Start of Data for analysis
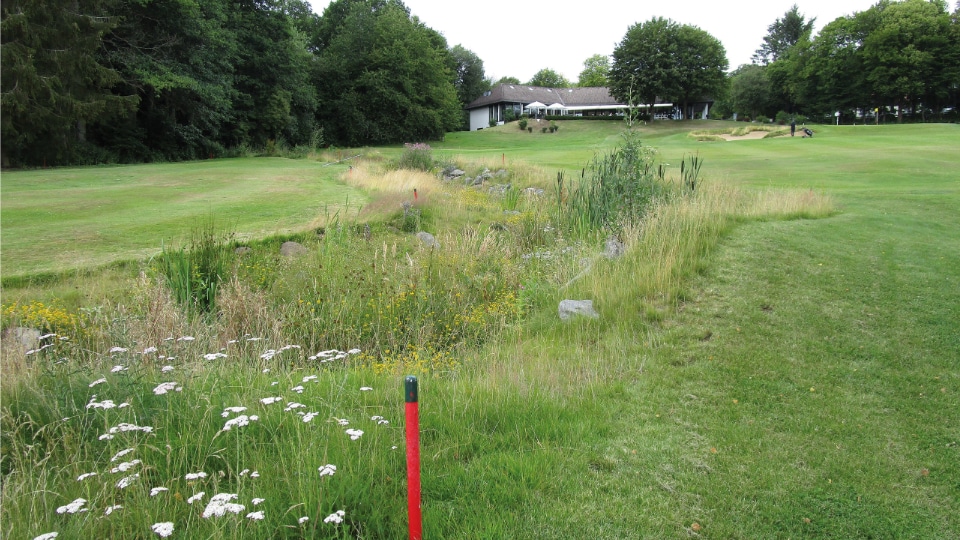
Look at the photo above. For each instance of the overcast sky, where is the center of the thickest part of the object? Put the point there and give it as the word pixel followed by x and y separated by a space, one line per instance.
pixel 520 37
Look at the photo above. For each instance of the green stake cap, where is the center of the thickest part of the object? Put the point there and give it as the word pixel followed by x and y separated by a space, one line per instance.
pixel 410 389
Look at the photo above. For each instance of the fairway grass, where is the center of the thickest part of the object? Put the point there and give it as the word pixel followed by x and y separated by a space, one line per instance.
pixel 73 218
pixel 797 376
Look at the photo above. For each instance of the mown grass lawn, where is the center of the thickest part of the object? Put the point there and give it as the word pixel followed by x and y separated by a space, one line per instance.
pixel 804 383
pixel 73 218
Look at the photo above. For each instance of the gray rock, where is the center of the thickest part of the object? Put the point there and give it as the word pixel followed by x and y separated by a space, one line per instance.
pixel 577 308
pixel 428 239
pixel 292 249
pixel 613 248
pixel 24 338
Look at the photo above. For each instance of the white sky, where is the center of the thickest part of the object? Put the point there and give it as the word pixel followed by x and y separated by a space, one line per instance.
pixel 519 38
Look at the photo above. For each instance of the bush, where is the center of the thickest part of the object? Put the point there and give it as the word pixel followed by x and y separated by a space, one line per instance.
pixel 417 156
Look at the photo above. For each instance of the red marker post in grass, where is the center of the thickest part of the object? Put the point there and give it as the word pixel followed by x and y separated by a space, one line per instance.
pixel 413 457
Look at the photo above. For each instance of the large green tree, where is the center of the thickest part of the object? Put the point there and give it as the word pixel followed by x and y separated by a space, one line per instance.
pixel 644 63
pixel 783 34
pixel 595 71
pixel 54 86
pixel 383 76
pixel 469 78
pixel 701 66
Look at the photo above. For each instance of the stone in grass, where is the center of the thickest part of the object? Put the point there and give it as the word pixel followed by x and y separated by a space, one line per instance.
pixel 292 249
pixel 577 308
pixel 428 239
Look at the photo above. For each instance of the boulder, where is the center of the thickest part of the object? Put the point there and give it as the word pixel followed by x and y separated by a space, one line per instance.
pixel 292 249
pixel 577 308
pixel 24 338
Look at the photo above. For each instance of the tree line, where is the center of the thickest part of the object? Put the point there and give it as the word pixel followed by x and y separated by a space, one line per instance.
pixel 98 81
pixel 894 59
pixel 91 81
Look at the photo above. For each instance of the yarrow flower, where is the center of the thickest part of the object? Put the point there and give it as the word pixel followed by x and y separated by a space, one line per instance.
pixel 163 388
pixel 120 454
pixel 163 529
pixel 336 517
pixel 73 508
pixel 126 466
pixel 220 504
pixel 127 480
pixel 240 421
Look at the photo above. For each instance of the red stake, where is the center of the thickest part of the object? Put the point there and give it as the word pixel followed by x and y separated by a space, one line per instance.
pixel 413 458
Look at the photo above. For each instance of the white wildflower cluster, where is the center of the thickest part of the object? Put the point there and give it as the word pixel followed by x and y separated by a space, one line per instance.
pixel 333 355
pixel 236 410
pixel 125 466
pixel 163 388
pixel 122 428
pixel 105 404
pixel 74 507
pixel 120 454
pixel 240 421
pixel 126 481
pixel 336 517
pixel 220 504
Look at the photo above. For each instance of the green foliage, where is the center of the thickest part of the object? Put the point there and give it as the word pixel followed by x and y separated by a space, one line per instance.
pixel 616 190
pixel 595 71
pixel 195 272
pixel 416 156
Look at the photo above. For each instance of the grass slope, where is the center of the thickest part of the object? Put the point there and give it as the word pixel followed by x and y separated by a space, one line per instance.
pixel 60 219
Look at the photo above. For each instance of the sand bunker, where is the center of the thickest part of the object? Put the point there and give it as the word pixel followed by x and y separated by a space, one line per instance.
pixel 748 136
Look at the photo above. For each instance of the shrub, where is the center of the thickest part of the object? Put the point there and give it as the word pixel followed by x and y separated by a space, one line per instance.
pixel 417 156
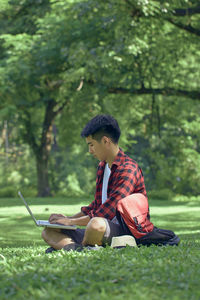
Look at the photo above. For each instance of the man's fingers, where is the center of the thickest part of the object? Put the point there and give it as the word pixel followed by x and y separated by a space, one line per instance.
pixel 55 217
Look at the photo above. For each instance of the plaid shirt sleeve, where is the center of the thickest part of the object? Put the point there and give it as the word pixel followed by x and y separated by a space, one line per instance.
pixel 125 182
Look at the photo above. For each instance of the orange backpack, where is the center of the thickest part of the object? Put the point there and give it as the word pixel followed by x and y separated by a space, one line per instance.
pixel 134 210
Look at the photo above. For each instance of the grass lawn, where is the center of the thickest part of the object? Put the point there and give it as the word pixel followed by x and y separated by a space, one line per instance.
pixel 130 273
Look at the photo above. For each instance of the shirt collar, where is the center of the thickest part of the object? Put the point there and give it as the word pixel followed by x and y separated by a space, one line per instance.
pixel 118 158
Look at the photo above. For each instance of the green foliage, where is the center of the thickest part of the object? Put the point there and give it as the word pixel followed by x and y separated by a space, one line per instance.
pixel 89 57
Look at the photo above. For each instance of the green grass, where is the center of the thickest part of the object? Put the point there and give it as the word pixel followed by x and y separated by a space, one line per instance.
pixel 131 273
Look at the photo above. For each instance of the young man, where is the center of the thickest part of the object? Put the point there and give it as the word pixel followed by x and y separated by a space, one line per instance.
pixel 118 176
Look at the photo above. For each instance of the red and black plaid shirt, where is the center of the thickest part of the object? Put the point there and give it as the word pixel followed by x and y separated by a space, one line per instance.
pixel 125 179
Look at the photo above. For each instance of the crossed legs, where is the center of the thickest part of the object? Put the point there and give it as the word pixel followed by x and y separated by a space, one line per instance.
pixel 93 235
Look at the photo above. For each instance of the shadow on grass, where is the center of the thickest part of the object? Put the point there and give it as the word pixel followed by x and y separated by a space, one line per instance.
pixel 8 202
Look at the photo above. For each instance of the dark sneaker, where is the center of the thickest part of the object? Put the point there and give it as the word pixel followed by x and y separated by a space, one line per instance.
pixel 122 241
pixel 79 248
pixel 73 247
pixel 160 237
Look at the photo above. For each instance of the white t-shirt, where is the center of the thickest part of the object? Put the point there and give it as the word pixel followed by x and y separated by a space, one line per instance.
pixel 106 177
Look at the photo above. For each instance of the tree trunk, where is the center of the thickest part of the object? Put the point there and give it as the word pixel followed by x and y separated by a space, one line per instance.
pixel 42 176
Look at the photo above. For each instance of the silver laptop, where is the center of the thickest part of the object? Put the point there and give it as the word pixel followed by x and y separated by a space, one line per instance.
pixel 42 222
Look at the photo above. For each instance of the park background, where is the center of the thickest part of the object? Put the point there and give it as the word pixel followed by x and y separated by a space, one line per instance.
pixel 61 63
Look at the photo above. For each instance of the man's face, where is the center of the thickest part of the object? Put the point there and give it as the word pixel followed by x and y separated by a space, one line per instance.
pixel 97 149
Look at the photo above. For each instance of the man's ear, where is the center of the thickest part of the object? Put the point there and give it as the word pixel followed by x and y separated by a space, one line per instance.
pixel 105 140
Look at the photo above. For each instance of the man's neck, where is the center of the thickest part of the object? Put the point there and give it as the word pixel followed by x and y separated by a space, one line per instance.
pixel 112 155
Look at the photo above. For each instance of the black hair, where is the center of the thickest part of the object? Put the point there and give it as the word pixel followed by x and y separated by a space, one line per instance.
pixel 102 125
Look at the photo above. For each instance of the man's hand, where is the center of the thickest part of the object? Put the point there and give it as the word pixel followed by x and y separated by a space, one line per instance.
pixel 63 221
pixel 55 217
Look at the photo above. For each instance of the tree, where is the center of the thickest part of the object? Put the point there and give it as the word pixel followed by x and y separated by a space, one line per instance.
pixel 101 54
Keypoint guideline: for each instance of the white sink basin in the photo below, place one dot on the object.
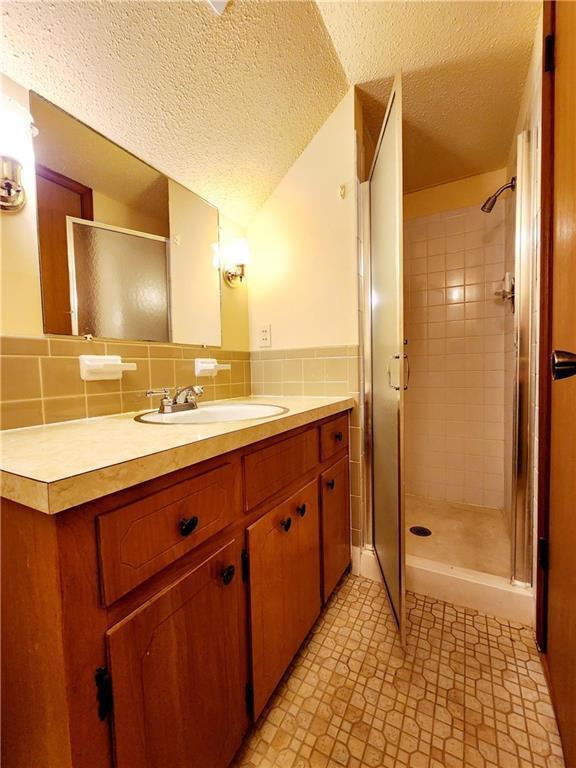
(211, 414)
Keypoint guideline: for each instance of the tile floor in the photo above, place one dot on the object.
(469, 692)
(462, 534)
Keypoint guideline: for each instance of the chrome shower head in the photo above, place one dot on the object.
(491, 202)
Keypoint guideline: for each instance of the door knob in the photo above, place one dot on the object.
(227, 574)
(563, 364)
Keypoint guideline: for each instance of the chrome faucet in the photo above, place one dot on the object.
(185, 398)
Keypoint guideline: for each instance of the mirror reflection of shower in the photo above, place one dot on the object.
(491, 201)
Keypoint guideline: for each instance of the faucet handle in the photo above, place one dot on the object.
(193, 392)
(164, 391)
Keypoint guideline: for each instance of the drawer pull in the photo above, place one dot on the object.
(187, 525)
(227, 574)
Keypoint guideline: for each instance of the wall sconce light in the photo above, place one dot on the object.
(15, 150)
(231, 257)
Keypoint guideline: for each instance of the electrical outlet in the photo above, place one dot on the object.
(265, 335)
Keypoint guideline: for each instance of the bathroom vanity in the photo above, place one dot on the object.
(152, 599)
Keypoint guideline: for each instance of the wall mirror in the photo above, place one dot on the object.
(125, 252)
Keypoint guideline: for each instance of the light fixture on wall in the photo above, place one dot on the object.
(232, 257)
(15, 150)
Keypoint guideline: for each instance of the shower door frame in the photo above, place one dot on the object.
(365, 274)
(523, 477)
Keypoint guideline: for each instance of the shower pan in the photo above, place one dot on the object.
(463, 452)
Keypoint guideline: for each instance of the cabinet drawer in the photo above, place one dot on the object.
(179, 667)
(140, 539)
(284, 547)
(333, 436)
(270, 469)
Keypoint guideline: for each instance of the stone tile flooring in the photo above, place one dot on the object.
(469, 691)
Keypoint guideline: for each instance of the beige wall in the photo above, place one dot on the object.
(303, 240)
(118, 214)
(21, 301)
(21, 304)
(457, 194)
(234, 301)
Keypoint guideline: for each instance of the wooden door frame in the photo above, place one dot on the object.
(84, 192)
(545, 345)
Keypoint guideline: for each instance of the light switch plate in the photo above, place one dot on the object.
End of Data for analysis
Prompt:
An exact copy is needed of the lines from the one containing "Keypoint guideline: for each instance of the light fixture" through the end of the records.

Response area:
Keypoint guideline: for each instance of the light fixture on wall in the photo above, place one dot on the object.
(232, 257)
(15, 150)
Keypoint guideline: for each instance of the shower door frame in the photo above, place one dot on the object.
(365, 274)
(523, 477)
Keypoint guideline: for each instance of the shower pan in the photo above, place one dot on the object.
(463, 452)
Keypoint guideline: for each instance of the cabinet drawer in the photo above, place one dot on the object.
(179, 667)
(140, 539)
(284, 547)
(333, 436)
(270, 469)
Keypoint guideline: for each instance of the stone tile flooring in the photo above, place one dot on the object.
(469, 691)
Keypoint guideline: for each instance of the beige wall in the photo above, place one dot on the object.
(303, 240)
(118, 214)
(21, 301)
(21, 304)
(457, 194)
(234, 301)
Keypoint guideline: for each instance of the wooden door frame in the photo above, place one dot on the object.
(84, 192)
(545, 345)
Keypoint guideline: for each instance of the light switch plate in the photo above, place one dot on the object.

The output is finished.